There are several topics that seem to come up with patient after patient and I find myself making the same suggestions over and over again. One of these topics is sleep hygiene.

Simply stated, sleep hygiene is a way to describe your behaviors and habits related to sleep. There are several types of insomnia including delayed sleep onset, middle insomnia or frequent awakenings, and early morning awakenings. Though improving sleep hygiene can help with all three of these subtypes, change will be most dramatic with delayed onset or trouble falling asleep when you want to.

Sleep hygiene is all about rules, behavior change and “stimulus control.” Though I am rarely directive with my patients, when it comes to sleep hygiene I explain a set of rules they should follow if they want to be able to fall asleep quicker. Here they are:

  • Use your bed for sleep and sex only. Don’t read, do work , play on your phone or watch TV in bed. This is all about stimulus control: you want your body to react to the stimulus of being in bed by getting tired and falling asleep. If you like to read before bedtime, sit in a chair next to your bed or, even better, do so in another room.

[Set of tasks]:
1: According to the sleep hygiene passage, which subtype of insomnia improves most dramatically with better sleep hygiene?
2: Reproduce the sleep hygiene passage word for word, starting at "Sleep hygiene is all" and ending at "in another room.".
3: Extend the sleep hygiene passage past its final sentence.

[Data excerpts]:

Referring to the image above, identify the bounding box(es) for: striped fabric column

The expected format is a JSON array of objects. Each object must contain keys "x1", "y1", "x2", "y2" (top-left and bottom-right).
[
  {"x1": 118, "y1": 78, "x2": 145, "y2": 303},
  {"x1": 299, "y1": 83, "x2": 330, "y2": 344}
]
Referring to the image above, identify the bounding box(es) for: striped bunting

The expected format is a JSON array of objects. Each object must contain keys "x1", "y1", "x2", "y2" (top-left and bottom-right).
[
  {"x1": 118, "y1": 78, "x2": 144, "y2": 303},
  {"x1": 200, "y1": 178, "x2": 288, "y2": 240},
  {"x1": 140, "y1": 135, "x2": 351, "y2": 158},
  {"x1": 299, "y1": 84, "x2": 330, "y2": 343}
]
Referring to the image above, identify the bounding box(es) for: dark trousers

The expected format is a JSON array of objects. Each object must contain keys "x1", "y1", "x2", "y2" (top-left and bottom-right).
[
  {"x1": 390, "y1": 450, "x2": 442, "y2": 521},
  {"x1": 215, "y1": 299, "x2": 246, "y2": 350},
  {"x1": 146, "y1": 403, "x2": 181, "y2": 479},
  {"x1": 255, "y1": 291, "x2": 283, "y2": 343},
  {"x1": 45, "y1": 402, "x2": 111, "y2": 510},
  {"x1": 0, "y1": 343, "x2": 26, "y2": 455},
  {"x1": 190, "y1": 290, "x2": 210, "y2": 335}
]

[Results by task]:
1: Delayed sleep onset, meaning trouble falling asleep when you want to.

2:
Sleep hygiene is all about rules, behavior change and “stimulus control.” Though I am rarely directive with my patients, when it comes to sleep hygiene I explain a set of rules they should follow if they want to be able to fall asleep quicker. Here they are:

  • Use your bed for sleep and sex only. Don’t read, do work , play on your phone or watch TV in bed. This is all about stimulus control: you want your body to react to the stimulus of being in bed by getting tired and falling asleep. If you like to read before bedtime, sit in a chair next to your bed or, even better, do so in another room.

3:
  • Set rigid bedtimes and wake-times. Be reasonable and calculate out the number of hours of sleep you do best with. Note: more is not always better; most people tend to function best with approximately 7-8 hours of good quality sleep per night. Set these times and stick with them, even on weekends, at least in the beginning of your sleep hygiene training.
  • Set a rigid pre-bedtime routine. For example, before you fall asleep you probably want to wash your face and brush your teeth. Some people like to take out the next day’s outfit the night before. Make time to include saying your goodnights to your loved ones, engaging in prayer, doing your evening reading or whatever. After you’ve listed all your pre-bedtime activities, write them out in the order you want to do them each night, estimate the start time prior to when you want to fall asleep and then stick with this rigid schedule. Again, this is all about stimulus control.
  • This one is tough: If you’re not asleep within about 20 minutes or so, get out of bed and do something boring. Don’t read a good novel, watch an engaging movie or pay your bills. Instead do something mundane and boring like reading the user manual for your refrigerator. When you’re eyes get tired, get back in bed and start over. Once again, we’re focused on stimulus control: you are trying to get your body used to only sleeping (or having sex) when in bed.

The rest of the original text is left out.